### Task to carry out
Every entry should be duplicated verbatim, and no picture may appear in the copy.

### Photo-based referring expression data
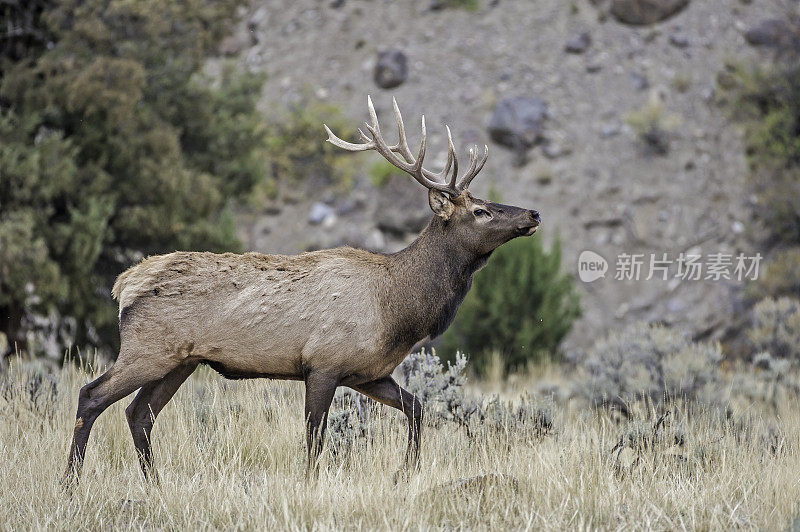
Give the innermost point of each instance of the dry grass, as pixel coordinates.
(231, 456)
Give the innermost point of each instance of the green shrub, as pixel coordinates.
(649, 362)
(779, 277)
(114, 145)
(767, 100)
(521, 305)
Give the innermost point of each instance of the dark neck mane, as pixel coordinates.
(430, 279)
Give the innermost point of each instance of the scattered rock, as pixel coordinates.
(234, 44)
(554, 150)
(679, 40)
(642, 12)
(319, 212)
(609, 130)
(477, 485)
(401, 208)
(594, 66)
(518, 122)
(774, 33)
(640, 81)
(579, 43)
(391, 69)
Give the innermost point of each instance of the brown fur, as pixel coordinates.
(334, 317)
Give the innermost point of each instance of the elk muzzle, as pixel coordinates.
(531, 225)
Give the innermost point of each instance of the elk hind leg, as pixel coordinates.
(320, 389)
(388, 392)
(127, 375)
(144, 409)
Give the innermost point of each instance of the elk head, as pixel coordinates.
(476, 225)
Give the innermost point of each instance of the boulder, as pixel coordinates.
(518, 122)
(577, 44)
(391, 69)
(774, 33)
(402, 207)
(320, 212)
(642, 12)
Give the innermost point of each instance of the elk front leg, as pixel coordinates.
(388, 392)
(320, 388)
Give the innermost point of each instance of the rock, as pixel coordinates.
(391, 69)
(319, 212)
(518, 122)
(642, 12)
(235, 44)
(609, 130)
(554, 150)
(477, 485)
(774, 33)
(594, 66)
(640, 81)
(679, 40)
(577, 44)
(401, 207)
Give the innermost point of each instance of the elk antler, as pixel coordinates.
(438, 181)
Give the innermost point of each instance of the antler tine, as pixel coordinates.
(336, 141)
(373, 116)
(402, 143)
(451, 155)
(474, 167)
(406, 161)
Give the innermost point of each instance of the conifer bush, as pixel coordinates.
(521, 305)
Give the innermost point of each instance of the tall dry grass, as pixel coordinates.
(231, 456)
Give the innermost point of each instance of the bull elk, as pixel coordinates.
(335, 317)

### Written solution
Give the innermost point of each instance of the dry grass, as pixel coordinates.
(231, 456)
Give the innermost point of each instance of the green shrub, as pixel coordinates.
(649, 362)
(779, 277)
(114, 145)
(767, 100)
(521, 305)
Give the innermost point of each instance of the dark neck mane, as pixel coordinates.
(430, 279)
Give the innermost point of each instance of the scattered rock, as pixel coordinates.
(234, 44)
(554, 150)
(679, 40)
(642, 12)
(319, 212)
(609, 130)
(477, 485)
(401, 208)
(594, 66)
(518, 122)
(774, 33)
(640, 81)
(579, 43)
(391, 69)
Give the innermost point of each instance of the brown fur, as pixel coordinates.
(334, 317)
Give the innermost point of each instance of the elk muzzle, as pixel coordinates.
(531, 225)
Give the innermost point of each instance of the elk hind leg, as pixel coordinates.
(320, 389)
(388, 392)
(127, 375)
(144, 409)
Give the innermost point of each instance of the elk head, as pixel coordinates.
(476, 225)
Give the innermost point of each instance of the boulder, as pixel coordinates.
(518, 122)
(577, 44)
(391, 69)
(774, 33)
(402, 207)
(320, 212)
(642, 12)
Give the innermost point of each instance of the elk front leg, as pixel coordinates.
(388, 392)
(320, 388)
Give the innermost point of each instance of the rock, as pixel coordinates.
(391, 69)
(319, 212)
(518, 122)
(642, 12)
(235, 44)
(609, 130)
(554, 150)
(477, 485)
(774, 33)
(594, 66)
(640, 81)
(679, 40)
(577, 44)
(401, 207)
Give the innermost point of each instance of the elk antler, as pixel coordinates.
(438, 181)
Give the innermost point of each instance of the antler tine, as pixel coordinates.
(336, 141)
(373, 116)
(402, 143)
(451, 155)
(474, 167)
(406, 161)
Give the innermost point of each instance of the conifer bush, as pixel coordinates.
(521, 305)
Give the innermost point of each instance of the tall dry grass, as pixel coordinates.
(231, 456)
Give the innermost point of each instance of the bull elk, as pixel coordinates.
(335, 317)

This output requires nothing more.